## Set task:
Each entry below is to be given again word for word, with no pictures.

## Coordinate annotation entries:
+ + +
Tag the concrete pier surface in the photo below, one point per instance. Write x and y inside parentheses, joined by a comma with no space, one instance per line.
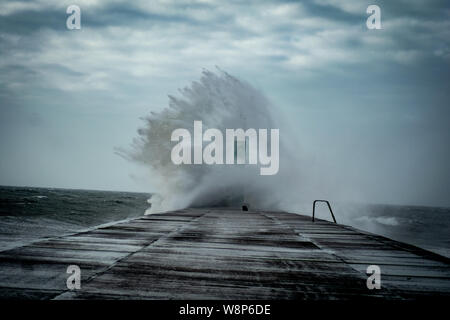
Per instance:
(222,253)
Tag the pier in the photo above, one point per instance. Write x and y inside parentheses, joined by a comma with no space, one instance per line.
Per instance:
(222,253)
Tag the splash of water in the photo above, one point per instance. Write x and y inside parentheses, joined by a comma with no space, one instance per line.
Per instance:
(220,101)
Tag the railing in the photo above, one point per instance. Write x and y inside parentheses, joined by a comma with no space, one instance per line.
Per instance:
(329,207)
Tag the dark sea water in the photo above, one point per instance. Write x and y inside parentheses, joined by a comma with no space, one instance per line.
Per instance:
(28,214)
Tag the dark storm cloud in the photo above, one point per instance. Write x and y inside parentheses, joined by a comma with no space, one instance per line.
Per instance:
(381,95)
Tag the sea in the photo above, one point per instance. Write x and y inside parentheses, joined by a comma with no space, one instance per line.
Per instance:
(30,214)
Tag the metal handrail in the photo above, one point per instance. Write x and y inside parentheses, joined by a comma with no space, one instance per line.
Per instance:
(329,207)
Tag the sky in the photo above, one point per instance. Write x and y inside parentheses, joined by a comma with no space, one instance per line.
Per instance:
(369,107)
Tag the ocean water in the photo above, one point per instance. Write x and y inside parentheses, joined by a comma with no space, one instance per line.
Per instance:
(29,214)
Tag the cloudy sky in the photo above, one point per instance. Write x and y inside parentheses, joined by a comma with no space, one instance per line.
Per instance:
(370,107)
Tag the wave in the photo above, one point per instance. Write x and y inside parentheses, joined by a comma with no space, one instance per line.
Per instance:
(220,101)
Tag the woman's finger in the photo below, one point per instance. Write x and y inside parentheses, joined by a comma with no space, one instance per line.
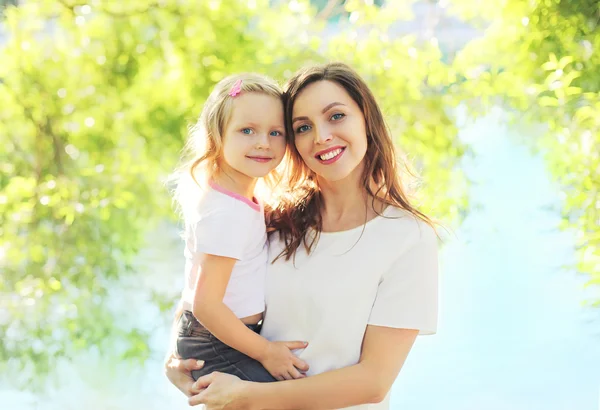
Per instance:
(204,381)
(191,364)
(196,399)
(295,345)
(300,364)
(295,374)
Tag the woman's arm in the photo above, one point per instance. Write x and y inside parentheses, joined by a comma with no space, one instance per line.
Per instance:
(383,353)
(209,309)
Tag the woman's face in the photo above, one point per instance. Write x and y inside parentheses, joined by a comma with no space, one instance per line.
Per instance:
(329,130)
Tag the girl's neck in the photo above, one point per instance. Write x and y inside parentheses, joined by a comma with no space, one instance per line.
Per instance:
(236,182)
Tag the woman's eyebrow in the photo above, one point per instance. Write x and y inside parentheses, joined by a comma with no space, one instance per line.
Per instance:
(333,104)
(327,107)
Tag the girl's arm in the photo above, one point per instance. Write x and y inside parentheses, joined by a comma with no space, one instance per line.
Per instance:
(383,353)
(209,309)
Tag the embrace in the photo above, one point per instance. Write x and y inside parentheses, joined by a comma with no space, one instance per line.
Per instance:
(310,292)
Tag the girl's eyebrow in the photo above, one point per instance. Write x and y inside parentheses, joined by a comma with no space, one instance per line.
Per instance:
(329,106)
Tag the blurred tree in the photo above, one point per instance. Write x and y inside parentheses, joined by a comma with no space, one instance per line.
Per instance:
(541,59)
(95,102)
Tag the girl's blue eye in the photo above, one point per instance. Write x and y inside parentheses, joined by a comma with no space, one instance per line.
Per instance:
(302,128)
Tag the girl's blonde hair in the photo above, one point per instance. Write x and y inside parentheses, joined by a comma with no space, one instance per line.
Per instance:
(205,143)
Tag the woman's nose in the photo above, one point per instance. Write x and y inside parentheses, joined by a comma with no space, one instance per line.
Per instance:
(322,135)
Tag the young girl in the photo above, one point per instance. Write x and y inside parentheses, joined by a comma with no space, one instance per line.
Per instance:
(239,138)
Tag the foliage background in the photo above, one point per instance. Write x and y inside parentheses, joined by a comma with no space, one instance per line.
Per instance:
(96,98)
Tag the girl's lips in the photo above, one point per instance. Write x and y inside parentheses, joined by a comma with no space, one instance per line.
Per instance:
(260,159)
(328,150)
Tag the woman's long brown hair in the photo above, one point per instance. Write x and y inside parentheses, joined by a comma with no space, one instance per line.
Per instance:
(298,210)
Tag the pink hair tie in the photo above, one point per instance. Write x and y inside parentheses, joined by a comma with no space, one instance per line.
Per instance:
(236,89)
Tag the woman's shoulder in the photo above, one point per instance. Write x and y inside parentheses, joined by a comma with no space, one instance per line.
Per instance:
(401,223)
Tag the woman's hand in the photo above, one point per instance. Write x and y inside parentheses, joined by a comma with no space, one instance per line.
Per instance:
(279,360)
(179,372)
(220,391)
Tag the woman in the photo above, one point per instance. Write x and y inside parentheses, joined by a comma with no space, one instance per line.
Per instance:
(355,265)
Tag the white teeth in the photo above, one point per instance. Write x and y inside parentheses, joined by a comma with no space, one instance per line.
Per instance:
(330,154)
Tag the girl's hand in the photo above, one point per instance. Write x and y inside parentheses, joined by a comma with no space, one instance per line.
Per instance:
(219,391)
(279,360)
(179,372)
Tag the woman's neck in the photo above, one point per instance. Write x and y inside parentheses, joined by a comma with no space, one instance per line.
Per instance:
(346,203)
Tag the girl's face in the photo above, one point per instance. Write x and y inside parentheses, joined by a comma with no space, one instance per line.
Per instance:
(254,138)
(329,130)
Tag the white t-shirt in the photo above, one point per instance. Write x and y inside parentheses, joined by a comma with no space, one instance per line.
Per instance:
(386,277)
(227,224)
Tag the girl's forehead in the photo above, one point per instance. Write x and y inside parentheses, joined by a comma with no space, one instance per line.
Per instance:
(256,107)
+ + +
## Answer to this exercise:
Tag the concrete pier surface in the photo below, one point per instance. Write x and y inside parentheses, joined by a comma with no space, one instance per line.
Per instance:
(222,253)
Tag the pier in the photo above, one point per instance. Write x and y inside parentheses, joined by a comma with no space, one instance per line.
Per instance:
(222,253)
Tag the splash of water in the photo above, one point per instance. Write x and y inside parentheses, joined by a comma with no space, one instance per line.
Per instance:
(220,101)
Tag the railing in the photo above, one point per instance. Write x and y inside parentheses, joined by a comma with no space, one instance per line.
Per instance:
(329,207)
Tag the dark sea water in the photo above, one point per instance. Write x and y inside parentheses, joined by a comma with no space, one instance per line.
Per instance:
(28,214)
Tag the dark storm cloud in the photo above, one point per instance. Write x and y inside parentheses, joined by a comma with no space, one instance per line.
Per instance:
(381,95)
Tag the sea in the photo above, one point per instance. Write x and y inside parentheses, joined by a comma with no space, one instance per line.
Per instance:
(30,214)
Tag the metal handrail in the photo above, one point per instance. Write x and y inside parentheses, joined by a comma with no space, one instance per line.
Per instance:
(329,207)
Tag the sky in the photo above, one point per instance. Write x and y inside parentheses, joined by a comma with no space, one instance per line.
Per instance:
(369,107)
Tag the ocean water in the photo above, one point per instance. Write x and y inside parentheses, joined by a comma with no space, one instance per line.
Per instance:
(29,214)
Tag the cloudy sky in the photo above, one point per instance. Write x and y inside parentheses, joined by a comma with no space, one instance per line.
Per instance:
(370,107)
Tag the wave in the photo above, one point per instance. Write x and y inside parentheses, joined by a comma with no space, one instance per line.
Per instance:
(220,101)
Tag the woman's finger in the photo below, one point per instance. Write x and y inside parentheses, joined by a comma with no space, one instance per line.
Per instance:
(204,381)
(191,364)
(196,399)
(295,345)
(300,364)
(295,374)
Tag the woman's arm in the photo above, one point per instance. Write x and y inside parentheses, joined by a comma with no space, one instance per line.
Per instance:
(383,353)
(209,309)
Tag the woman's face in the photo above, one point per instance. Write x and y inside parentheses, joined by a comma with no space, one instance per line.
Per instance:
(329,130)
Tag the girl's neck in the photo above, one point per instance. Write x and y inside parentheses, joined by a comma with no space, one instance per line.
Per instance:
(236,182)
Tag the woman's eyebrow in the photo above, one point per instance. Write x and y inside parentheses, joined by a comma with no space, one instance per line.
Per instance:
(333,104)
(327,107)
Tag the girl's arm in the photo above, one point per instance. Write x and y inside parentheses, joined by a comma with no space, one instance per line.
Per instance:
(383,353)
(209,309)
Tag the embrace in the photo above, one point per instance. Write x and y inside parentheses, joined by a comma with no space, one instance per line.
Per instance:
(310,292)
Tag the girl's eyebrow in the photo above, one point per instance. Write x and y inside parentheses, joined by a comma with no space, one instance per line.
Per instance:
(329,106)
Tag the blurred tree in the photo above, one point per instance. Write x and y inside parentheses, joined by a comma with no space, one instance per line.
Per instance:
(541,59)
(95,102)
Tag the girl's blue eye in the photo above, one point per instance. Write x and y inside parentheses, joined by a comma with no space, one instance per line.
Per instance:
(302,128)
Tag the girl's blonde hair in the photo above, one point per instance. Write x and y inside parentheses, joined by a comma with no space, one instance per line.
Per instance:
(205,143)
Tag the woman's nose in the photo above, one point per instance. Write x and y inside parentheses, joined by a comma with no space, one instance per line.
Per instance:
(322,135)
Tag the young girl in the photo above, one point per instance. Write x and y inside parentheses, joined by a comma with no space, one instance per line.
Per instance:
(239,138)
Tag the foliage background in the photo above, one point per instance. Write x and y inside parentheses, joined by a comma with no space, one instance per line.
Per instance:
(96,98)
Tag the girl's lips in the photo above, one point per instance. Write x and y inside parentheses, joined by a comma with no space, one instance per line.
Per instance:
(260,159)
(328,150)
Tag the woman's long brown hair in the photo above, one point per instance. Write x and y inside parentheses, joined by a comma with no space, one instance per line.
Per instance:
(298,210)
Tag the pink hair tie in the photo above, one point per instance. Write x and y inside parentheses, joined by a comma with no space, one instance per line.
Per instance:
(236,89)
Tag the woman's shoulder in the photo above, one point per instance. Write x and y inside parentheses, joined by a comma with no space, one instance per line.
Per instance:
(401,223)
Tag the woman's hand in the photo above, one point per instance. Write x and y inside parentheses, joined by a comma with no space, one instance per line.
Per instance:
(279,360)
(179,372)
(220,391)
Tag the woman in the photo above, one point per instance. Write x and y inside parentheses, joined by a comma with no space, one instance per line.
Per instance:
(355,265)
Tag the white teeth in the photo above, one point per instance. Write x and y inside parentheses, joined by a comma with no space, one instance per line.
Per instance:
(330,154)
Tag the girl's hand in the photo above, one point per instance. Write x and y inside parentheses, joined by a comma with no space, one instance per line.
Per instance:
(219,391)
(279,360)
(179,372)
Tag the woman's neck in the photo above, one point per instance. Write x and y inside parentheses, joined by a comma with no space, one instance per line.
Per instance:
(346,203)
Tag the girl's face in the photo above, one point per instance. Write x and y inside parentheses, joined by a comma with no space, one instance per line.
Per instance:
(254,138)
(329,130)
Tag the white t-shirt in the photo above, one point per instance. Write x and y inside parentheses, joined by a comma with no space, one instance per line.
Per instance:
(386,277)
(227,224)
Tag the girl's forehead in the photo above, one point per instance. Write x and y inside parentheses, joined by a comma with no space, one instance per line.
Per instance:
(256,107)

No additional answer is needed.